**To-do list:**
a – Answer these questions about the data architecture article, one answer per line:
(i) What does the article compare data architecture to?
(ii) The crash course covers architectures ranging from what to what?
(iii) What four things does data architecture determine?
b – In the records, rename "marker" to "pin" in the lines starting at the line that contains "the white building" and ending at the last line of the records. Give only those lines, with everything else unchanged.

# start of Page text

Why every Analytics Engineer needs to understand data architecture

Get the data architecture right, and everything else becomes easier.

I know it sounds simple, but in reality, little nuances in designing your data architecture may have costly implications. Hence, in this article, I wanted to provide a crash course on the architectures that shape your daily decisions – from relational databases to event-driven systems.

Data architecture is the blueprint that determines where your data lives, how it moves between systems, what happens to it during transformations, and who gets access to what. Think of it as the layout of a city: residential areas, commercial districts, industrial zones, and the transportation networks connecting everything together.

Before we start, I want you to remember this: your architecture determines whether your organization is like a well-planned city with efficient highways and clear zoning, or like a metropolis that grew without any planning and now has traffic jams everywhere.

# end of Page text
# start of Task material

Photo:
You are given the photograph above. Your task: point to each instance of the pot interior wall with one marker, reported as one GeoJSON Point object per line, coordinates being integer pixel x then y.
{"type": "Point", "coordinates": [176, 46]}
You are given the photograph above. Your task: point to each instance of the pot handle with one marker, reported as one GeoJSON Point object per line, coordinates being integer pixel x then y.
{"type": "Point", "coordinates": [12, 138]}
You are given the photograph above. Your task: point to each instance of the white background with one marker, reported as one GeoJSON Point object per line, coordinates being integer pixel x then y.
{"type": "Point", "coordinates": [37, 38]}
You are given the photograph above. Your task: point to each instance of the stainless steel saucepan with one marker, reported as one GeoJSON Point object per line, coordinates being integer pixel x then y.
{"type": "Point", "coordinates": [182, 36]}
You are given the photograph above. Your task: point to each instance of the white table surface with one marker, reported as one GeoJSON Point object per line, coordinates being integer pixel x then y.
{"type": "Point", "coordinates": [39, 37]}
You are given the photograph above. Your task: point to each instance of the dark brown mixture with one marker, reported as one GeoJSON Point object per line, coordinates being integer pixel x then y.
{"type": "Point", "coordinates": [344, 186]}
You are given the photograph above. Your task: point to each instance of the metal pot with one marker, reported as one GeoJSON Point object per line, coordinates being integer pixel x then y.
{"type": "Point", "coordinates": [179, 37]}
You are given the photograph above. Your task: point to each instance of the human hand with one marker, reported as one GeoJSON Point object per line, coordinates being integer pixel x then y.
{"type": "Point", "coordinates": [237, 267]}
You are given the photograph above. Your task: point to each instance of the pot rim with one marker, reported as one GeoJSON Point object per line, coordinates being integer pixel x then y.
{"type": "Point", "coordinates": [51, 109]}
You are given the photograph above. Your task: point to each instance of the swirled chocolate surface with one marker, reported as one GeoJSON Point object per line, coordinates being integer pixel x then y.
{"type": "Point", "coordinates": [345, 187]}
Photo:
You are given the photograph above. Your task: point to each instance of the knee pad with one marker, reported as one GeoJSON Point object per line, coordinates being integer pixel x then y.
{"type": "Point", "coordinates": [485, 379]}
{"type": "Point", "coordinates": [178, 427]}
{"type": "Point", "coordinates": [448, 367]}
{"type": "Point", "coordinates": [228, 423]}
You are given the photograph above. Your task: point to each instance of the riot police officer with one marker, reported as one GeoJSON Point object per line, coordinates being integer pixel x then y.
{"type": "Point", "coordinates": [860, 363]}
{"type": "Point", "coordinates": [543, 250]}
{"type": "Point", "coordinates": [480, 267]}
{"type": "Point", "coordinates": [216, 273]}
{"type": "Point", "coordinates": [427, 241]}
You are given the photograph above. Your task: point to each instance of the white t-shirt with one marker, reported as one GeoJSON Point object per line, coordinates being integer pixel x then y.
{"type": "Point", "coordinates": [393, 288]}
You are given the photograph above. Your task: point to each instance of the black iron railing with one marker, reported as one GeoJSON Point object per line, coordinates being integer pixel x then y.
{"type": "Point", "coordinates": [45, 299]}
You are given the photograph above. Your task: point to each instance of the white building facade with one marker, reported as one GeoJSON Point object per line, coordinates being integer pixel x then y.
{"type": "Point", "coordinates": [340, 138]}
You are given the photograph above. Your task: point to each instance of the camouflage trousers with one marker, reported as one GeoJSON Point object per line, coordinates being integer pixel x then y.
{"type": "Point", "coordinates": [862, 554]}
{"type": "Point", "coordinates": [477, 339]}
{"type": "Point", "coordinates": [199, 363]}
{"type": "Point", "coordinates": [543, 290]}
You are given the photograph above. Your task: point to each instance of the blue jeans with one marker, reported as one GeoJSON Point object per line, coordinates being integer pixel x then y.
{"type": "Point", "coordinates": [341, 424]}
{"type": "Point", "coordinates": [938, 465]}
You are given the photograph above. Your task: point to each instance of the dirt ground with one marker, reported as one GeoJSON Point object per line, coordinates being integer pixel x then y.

# end of Task material

**Answers below:**
a –
(i) The layout of a city: residential areas, commercial districts, industrial zones, and the transportation networks connecting everything together.
(ii) From relational databases to event-driven systems.
(iii) Where your data lives, how it moves between systems, what happens to it during transformations, and who gets access to what.

b –
You are given the photograph above. Your task: point to each instance of the white building facade with one pin, reported as one GeoJSON Point object per line, coordinates being integer pixel x then y.
{"type": "Point", "coordinates": [340, 138]}
You are given the photograph above. Your task: point to each instance of the camouflage trousers with one pin, reported as one GeoJSON Point object per line, coordinates being integer pixel x then y.
{"type": "Point", "coordinates": [862, 554]}
{"type": "Point", "coordinates": [477, 339]}
{"type": "Point", "coordinates": [199, 363]}
{"type": "Point", "coordinates": [543, 290]}
You are given the photograph above. Your task: point to each instance of the blue jeans with one pin, reported as one GeoJSON Point object per line, coordinates being integer pixel x then y.
{"type": "Point", "coordinates": [341, 424]}
{"type": "Point", "coordinates": [938, 465]}
You are given the photograph above. Your task: point to each instance of the dirt ground with one pin, reported as one GeoJSON Point object per line, coordinates being integer pixel x then y.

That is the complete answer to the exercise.